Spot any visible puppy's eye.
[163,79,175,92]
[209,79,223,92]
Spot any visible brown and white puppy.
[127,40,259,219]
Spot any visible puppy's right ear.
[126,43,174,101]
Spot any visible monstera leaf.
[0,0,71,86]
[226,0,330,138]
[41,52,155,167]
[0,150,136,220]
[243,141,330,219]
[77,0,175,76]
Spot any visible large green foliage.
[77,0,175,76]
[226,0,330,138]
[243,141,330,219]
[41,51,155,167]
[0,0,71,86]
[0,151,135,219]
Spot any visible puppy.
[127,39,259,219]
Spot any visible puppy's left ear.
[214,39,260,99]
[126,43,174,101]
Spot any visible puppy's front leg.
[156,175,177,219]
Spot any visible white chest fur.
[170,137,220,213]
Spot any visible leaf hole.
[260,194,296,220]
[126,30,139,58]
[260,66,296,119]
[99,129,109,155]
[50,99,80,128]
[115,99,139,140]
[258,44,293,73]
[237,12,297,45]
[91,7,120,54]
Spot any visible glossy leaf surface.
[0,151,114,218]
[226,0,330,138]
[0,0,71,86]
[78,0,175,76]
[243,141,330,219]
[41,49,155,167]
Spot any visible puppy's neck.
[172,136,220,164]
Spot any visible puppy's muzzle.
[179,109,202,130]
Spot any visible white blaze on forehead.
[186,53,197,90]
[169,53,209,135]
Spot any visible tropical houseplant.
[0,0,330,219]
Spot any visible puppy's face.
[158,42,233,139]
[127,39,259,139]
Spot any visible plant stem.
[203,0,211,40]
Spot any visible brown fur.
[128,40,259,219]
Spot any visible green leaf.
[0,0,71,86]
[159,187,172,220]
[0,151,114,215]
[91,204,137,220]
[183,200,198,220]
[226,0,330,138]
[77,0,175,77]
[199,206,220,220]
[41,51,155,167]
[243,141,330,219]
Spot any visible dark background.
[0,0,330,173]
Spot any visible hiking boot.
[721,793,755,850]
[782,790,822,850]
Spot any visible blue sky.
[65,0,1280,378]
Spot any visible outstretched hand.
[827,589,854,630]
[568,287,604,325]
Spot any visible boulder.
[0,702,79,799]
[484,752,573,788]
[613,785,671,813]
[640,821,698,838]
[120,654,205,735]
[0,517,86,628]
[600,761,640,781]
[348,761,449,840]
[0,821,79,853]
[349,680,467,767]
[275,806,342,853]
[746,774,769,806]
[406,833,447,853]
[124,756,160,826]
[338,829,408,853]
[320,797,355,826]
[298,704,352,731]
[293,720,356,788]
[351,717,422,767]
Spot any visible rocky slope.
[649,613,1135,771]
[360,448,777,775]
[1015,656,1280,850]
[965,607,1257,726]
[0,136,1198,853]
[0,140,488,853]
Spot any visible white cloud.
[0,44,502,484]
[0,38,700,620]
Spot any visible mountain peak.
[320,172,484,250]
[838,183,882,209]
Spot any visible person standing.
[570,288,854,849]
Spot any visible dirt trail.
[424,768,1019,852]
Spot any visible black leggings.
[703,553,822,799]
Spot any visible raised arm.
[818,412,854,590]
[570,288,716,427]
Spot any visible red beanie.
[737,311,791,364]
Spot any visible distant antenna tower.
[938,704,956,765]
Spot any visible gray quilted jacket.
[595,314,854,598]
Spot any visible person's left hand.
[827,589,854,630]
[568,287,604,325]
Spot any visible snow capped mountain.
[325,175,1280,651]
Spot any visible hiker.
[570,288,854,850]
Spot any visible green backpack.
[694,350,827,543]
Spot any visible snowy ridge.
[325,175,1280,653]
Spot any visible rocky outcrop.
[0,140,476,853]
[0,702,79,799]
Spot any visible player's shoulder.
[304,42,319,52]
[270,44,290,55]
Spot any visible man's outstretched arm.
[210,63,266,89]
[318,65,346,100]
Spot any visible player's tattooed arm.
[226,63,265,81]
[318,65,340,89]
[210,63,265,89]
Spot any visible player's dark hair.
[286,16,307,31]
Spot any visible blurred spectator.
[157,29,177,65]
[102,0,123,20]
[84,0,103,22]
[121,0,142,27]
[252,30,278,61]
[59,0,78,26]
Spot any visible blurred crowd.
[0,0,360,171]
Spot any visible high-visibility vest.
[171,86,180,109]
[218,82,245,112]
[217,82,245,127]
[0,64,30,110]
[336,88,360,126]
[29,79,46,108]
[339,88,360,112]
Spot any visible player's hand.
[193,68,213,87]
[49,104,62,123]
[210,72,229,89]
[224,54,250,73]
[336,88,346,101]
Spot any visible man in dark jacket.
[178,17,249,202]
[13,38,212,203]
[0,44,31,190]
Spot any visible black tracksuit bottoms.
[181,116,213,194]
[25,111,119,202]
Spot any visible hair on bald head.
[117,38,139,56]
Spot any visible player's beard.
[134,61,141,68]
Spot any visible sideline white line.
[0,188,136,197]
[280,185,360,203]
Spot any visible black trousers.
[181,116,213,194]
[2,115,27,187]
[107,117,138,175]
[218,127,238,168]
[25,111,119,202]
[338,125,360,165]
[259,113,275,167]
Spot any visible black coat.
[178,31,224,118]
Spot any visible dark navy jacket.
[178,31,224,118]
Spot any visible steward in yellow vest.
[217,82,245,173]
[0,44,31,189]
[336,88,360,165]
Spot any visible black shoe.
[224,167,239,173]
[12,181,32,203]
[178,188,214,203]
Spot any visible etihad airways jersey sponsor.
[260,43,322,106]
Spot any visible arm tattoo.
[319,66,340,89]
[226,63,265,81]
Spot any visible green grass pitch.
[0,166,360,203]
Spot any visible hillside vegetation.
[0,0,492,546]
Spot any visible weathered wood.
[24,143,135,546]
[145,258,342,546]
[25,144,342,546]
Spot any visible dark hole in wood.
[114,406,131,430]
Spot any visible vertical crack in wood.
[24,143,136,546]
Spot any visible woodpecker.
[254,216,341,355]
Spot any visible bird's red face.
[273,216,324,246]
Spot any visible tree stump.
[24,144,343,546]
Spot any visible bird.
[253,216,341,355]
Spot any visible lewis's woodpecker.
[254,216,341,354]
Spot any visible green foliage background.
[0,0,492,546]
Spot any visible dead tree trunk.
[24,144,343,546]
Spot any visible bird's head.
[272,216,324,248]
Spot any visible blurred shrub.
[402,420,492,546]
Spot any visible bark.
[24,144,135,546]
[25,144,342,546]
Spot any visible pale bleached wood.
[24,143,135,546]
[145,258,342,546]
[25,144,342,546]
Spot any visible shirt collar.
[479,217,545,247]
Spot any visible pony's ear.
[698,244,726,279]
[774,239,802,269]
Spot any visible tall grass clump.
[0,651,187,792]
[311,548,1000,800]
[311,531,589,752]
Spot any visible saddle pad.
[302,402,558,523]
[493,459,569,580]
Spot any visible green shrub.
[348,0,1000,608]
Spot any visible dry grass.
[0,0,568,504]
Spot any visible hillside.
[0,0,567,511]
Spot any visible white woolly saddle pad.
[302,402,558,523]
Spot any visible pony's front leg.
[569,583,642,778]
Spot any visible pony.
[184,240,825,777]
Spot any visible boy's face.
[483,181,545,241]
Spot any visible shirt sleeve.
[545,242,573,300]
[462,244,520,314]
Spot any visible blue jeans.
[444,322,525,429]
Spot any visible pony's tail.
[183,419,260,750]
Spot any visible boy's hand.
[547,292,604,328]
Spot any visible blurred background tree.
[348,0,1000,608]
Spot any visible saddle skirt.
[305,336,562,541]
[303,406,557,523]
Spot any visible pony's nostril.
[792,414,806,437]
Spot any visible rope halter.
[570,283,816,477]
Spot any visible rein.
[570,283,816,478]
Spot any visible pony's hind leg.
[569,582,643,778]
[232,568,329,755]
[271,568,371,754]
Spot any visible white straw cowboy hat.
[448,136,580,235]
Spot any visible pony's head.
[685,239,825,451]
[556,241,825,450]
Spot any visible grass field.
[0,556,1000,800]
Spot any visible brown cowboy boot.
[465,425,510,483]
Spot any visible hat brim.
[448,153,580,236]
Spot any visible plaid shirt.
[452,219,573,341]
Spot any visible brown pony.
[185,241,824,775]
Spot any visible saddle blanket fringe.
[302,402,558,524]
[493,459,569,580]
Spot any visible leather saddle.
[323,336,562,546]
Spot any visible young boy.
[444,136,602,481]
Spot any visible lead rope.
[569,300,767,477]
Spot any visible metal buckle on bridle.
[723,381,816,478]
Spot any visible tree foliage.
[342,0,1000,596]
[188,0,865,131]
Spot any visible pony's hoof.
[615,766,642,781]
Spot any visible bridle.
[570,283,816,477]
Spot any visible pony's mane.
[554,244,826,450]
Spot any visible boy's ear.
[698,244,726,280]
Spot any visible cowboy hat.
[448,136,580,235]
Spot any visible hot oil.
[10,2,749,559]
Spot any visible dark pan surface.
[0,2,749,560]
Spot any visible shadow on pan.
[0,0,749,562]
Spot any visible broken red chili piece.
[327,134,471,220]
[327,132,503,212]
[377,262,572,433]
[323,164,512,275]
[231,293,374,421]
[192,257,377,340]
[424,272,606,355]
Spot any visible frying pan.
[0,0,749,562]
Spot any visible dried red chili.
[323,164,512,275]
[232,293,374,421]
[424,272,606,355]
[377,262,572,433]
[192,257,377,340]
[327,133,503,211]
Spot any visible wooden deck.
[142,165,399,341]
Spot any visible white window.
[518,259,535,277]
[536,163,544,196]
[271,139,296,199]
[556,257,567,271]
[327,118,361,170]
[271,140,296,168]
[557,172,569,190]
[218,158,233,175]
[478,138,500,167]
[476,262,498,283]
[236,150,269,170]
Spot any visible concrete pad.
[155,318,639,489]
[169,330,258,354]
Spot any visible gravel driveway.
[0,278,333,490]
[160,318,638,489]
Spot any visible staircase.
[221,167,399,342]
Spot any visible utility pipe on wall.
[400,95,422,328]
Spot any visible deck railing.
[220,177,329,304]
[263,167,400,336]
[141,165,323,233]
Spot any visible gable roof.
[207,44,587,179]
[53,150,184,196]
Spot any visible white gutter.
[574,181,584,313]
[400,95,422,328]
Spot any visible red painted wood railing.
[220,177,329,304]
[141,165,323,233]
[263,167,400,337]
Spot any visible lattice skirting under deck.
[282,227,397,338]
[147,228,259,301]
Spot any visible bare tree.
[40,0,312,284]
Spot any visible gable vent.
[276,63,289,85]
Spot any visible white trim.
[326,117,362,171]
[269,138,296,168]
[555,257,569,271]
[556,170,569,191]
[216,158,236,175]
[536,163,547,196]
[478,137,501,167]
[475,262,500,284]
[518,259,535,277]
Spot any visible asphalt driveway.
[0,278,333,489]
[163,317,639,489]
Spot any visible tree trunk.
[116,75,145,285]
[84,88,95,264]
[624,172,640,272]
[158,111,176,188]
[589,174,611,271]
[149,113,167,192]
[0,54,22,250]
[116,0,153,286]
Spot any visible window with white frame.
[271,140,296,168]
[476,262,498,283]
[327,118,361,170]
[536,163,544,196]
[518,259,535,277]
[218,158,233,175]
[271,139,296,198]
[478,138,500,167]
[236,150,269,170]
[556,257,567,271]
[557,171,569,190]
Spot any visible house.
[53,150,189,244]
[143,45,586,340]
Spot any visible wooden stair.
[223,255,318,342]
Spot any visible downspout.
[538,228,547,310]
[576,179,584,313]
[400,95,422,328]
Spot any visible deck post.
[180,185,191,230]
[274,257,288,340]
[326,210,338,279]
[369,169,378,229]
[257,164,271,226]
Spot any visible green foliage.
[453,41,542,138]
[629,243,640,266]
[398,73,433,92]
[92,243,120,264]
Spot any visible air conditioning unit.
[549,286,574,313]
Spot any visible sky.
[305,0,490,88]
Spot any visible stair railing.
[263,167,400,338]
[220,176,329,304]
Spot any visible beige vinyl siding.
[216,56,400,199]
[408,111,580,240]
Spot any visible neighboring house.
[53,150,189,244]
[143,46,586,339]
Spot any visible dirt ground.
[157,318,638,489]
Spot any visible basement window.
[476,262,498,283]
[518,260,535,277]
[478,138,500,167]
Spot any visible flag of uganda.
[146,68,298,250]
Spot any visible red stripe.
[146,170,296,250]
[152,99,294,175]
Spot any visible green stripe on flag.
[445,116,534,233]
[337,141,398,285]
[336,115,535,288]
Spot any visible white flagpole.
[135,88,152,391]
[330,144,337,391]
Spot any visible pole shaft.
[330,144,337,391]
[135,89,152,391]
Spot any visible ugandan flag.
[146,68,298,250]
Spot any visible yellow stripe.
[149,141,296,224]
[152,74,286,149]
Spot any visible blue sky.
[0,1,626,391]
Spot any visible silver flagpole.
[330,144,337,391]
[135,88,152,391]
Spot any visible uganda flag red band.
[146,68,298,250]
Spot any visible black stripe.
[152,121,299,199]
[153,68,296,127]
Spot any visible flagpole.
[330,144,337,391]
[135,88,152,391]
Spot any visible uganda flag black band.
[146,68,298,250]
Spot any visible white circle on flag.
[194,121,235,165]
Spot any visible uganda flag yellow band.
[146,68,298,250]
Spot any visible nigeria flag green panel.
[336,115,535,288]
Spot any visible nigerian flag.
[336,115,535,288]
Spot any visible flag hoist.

::::::

### Written task:
Put the lines of the data into a numbered list, beginning with the line containing "Spot any visible person's left hand." and ending with the line containing "[178,188,214,203]". Omit any blank lines.

### Worked answer:
1. Spot any visible person's left hand.
2. [827,589,854,630]
3. [568,287,604,325]
4. Spot any visible snow capped mountain.
5. [325,175,1280,651]
6. Spot any visible hiker.
7. [570,288,854,850]
8. Spot any visible green backpack.
9. [694,350,827,543]
10. Spot any visible snowy ridge.
11. [325,175,1280,653]
12. Spot any visible rocky outcrop.
13. [0,140,476,853]
14. [0,702,79,799]
15. Spot any visible player's shoulder.
16. [304,42,319,52]
17. [270,44,290,55]
18. Spot any visible man's outstretched arm.
19. [210,63,266,89]
20. [318,65,346,100]
21. Spot any visible player's tattooed arm.
22. [226,63,265,81]
23. [318,65,340,89]
24. [210,63,265,89]
25. Spot any visible player's dark hair.
26. [286,16,307,31]
27. Spot any visible blurred spectator.
28. [157,29,177,65]
29. [102,0,123,20]
30. [84,0,103,22]
31. [121,0,142,27]
32. [252,30,278,61]
33. [59,0,78,26]
34. Spot any visible blurred crowd.
35. [0,0,360,171]
36. Spot any visible high-visibility vest.
37. [171,86,180,109]
38. [218,82,245,112]
39. [217,82,245,127]
40. [0,64,30,110]
41. [336,88,360,126]
42. [29,79,46,108]
43. [339,88,360,112]
44. Spot any visible player's hand.
45. [193,68,213,87]
46. [49,104,62,123]
47. [210,72,229,89]
48. [224,54,250,73]
49. [336,88,346,101]
50. Spot any visible man in dark jacket.
51. [178,17,249,202]
52. [13,38,212,203]
53. [0,44,31,190]
54. Spot any visible black tracksuit bottoms.
55. [181,116,213,194]
56. [25,111,119,202]
57. Spot any visible hair on bald head.
58. [117,38,139,56]
59. Spot any visible player's beard.
60. [134,61,141,68]
61. Spot any visible sideline white line.
62. [0,188,136,197]
63. [280,185,360,203]
64. Spot any visible black trousers.
65. [181,116,213,194]
66. [2,115,27,187]
67. [107,117,138,175]
68. [218,127,238,168]
69. [25,111,119,202]
70. [338,125,360,165]
71. [259,113,275,167]
72. Spot any visible black coat.
73. [178,31,224,118]
74. Spot any visible dark navy jacket.
75. [178,31,224,118]
76. Spot any visible steward in yellow vest.
77. [217,82,245,173]
78. [0,44,31,189]
79. [336,88,360,165]
80. Spot any visible black shoe.
81. [224,167,239,173]
82. [12,181,32,203]
83. [178,188,214,203]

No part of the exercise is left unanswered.